> Problem statement
Taking the line that contains "In this picture, where can the girl" as the starting point, give again exactly every line up to and including the last line of the records below.

> Excerpted data
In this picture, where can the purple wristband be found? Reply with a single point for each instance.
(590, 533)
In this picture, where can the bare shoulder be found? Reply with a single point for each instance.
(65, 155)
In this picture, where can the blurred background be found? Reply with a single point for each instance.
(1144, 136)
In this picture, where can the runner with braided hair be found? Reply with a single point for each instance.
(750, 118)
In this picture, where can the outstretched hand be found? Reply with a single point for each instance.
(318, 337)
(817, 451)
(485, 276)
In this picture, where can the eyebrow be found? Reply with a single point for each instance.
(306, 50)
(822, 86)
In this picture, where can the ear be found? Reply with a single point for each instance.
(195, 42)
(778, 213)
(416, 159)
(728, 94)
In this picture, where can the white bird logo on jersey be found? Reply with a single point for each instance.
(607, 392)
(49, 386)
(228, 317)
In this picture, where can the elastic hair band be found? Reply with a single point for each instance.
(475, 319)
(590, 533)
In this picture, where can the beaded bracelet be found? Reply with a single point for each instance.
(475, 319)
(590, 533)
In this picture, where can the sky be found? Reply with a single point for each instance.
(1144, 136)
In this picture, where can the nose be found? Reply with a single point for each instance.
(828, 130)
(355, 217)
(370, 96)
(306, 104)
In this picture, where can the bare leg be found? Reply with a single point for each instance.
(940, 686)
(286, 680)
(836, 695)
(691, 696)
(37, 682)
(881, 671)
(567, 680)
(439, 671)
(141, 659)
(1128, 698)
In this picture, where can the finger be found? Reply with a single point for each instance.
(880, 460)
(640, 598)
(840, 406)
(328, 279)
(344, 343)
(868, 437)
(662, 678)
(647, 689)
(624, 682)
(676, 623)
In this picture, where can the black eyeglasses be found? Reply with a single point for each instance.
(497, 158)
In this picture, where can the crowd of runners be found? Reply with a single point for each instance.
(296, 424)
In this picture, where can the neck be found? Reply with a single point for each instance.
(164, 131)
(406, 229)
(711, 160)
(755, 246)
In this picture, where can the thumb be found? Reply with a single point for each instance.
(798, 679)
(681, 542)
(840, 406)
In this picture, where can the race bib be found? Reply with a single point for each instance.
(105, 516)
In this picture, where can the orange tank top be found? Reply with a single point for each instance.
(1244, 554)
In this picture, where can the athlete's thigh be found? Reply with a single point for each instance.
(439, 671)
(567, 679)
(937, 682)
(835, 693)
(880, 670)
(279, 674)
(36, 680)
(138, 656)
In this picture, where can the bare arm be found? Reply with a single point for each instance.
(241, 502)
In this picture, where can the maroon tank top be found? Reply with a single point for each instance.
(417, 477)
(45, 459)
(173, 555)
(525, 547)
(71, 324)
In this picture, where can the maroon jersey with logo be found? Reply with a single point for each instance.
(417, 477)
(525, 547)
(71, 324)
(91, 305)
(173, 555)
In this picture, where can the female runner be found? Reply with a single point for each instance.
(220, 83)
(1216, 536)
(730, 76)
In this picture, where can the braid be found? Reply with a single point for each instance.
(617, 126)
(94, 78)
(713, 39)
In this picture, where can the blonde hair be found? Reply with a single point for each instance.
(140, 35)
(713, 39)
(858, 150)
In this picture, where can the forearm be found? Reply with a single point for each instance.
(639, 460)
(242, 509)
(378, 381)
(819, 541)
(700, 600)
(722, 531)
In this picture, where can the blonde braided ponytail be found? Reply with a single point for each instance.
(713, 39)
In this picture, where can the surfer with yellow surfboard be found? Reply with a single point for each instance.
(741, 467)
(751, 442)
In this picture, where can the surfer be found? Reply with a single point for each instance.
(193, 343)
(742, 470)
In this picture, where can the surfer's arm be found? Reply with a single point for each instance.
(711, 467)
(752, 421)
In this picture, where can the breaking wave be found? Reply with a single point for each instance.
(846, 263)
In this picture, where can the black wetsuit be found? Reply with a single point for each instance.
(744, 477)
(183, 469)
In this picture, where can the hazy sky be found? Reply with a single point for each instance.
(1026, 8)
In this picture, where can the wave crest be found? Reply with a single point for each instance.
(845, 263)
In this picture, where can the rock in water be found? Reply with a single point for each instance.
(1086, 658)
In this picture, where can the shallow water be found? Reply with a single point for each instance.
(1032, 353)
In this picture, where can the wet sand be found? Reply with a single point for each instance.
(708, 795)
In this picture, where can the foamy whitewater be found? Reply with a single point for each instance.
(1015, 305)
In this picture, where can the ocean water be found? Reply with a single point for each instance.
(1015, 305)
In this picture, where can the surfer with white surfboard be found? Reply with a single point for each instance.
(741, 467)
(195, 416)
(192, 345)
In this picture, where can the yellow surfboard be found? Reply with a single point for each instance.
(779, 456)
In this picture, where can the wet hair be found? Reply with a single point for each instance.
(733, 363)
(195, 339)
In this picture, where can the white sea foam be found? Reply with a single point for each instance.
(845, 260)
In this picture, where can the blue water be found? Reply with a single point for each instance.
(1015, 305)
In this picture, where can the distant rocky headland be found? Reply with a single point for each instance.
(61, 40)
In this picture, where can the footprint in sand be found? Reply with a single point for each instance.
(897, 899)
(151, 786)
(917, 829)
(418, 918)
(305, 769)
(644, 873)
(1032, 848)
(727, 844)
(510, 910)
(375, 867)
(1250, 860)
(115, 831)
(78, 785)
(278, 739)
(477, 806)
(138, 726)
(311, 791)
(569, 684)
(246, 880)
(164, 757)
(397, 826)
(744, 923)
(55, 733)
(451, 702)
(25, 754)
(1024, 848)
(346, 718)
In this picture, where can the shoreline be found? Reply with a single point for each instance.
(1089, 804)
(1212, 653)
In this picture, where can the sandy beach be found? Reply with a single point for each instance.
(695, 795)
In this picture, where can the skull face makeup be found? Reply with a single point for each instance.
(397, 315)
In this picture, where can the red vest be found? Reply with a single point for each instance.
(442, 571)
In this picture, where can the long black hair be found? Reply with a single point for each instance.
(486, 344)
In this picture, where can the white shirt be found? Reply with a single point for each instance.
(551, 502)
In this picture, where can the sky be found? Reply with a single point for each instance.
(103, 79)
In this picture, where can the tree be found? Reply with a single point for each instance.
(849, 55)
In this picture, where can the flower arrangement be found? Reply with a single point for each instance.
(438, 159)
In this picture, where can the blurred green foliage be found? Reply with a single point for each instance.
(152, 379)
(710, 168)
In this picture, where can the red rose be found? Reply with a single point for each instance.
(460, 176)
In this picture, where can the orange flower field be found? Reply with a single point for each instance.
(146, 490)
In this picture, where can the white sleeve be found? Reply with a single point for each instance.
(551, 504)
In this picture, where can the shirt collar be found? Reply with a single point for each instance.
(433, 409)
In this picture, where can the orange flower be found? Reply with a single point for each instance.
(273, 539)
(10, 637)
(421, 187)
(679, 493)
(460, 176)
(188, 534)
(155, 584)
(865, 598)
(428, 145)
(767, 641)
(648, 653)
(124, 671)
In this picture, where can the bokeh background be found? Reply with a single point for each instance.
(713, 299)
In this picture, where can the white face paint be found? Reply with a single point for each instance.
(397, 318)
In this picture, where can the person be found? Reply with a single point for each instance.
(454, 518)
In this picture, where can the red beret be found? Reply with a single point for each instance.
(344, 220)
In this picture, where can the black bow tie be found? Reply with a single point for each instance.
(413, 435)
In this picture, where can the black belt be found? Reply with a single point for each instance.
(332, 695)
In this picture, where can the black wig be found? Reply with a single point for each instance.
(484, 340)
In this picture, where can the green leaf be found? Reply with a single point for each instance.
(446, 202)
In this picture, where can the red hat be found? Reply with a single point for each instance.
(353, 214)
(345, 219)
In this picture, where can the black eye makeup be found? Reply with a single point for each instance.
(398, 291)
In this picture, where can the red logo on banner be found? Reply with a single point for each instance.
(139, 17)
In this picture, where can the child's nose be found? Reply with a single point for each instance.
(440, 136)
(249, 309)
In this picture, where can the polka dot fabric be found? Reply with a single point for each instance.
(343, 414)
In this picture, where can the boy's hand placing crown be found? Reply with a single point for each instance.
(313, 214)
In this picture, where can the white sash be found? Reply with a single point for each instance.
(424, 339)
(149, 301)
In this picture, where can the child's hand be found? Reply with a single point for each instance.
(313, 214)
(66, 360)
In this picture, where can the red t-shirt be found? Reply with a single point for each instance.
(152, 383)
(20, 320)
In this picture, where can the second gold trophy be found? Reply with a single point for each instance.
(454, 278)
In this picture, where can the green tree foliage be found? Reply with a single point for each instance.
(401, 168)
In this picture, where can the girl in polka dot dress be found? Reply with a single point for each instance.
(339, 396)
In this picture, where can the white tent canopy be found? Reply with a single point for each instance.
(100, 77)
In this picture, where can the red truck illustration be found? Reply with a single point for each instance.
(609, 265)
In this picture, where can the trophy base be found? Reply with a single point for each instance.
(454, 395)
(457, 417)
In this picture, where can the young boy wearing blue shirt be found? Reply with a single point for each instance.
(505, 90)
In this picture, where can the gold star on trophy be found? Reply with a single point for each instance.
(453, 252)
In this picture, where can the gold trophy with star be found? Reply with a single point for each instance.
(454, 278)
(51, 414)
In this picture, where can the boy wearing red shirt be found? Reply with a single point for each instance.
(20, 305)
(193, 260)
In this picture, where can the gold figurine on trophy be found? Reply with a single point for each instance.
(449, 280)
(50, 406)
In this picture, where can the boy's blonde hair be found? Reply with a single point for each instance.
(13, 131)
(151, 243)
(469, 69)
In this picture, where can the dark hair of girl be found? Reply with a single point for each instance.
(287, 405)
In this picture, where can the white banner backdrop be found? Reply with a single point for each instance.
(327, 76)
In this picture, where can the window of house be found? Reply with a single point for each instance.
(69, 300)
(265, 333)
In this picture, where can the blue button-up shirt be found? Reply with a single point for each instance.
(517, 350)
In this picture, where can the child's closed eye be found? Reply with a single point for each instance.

> Task output
In this picture, where can the girl in polka dot dress be found? Reply with a single point for each instance.
(339, 396)
In this picture, where can the white tent canopy be found? Reply with a single point for each instance.
(100, 77)
In this picture, where can the red truck illustration be found? Reply with a single point for each instance.
(609, 265)
In this picture, where can the trophy base be found? Reply with a single point for each instance.
(454, 395)
(457, 417)
In this picture, where can the young boy wearing blue shirt be found? Reply with a single point for each instance.
(505, 90)
In this picture, where can the gold star on trophy be found? Reply with a single point for each instance.
(453, 252)
In this picture, where can the gold trophy with star be found? Reply with a single point for each instance.
(454, 278)
(51, 414)
In this picture, where can the boy wearing red shirt be found? Reply with a single point for each instance.
(20, 305)
(193, 260)
In this picture, where can the gold figurine on trophy be found? Reply with a single point for each instance.
(449, 280)
(50, 406)
In this picture, where can the boy's blonde hair be found? Reply with a single point for each instance.
(13, 131)
(151, 243)
(469, 69)
In this picture, where can the dark hair of girl be found? Reply with a single point for each instance.
(287, 405)
In this picture, where can the white banner backdrop be found? Reply with a single point for each instance.
(327, 76)
In this picture, where can the window of house be found? Reply with a single point for each instance.
(69, 300)
(265, 333)
In this picture, where can the blue button-up shirt be found? Reply with a single point for each instance.
(517, 350)
In this picture, where can the child's closed eye be found? Reply with a single point for each instance.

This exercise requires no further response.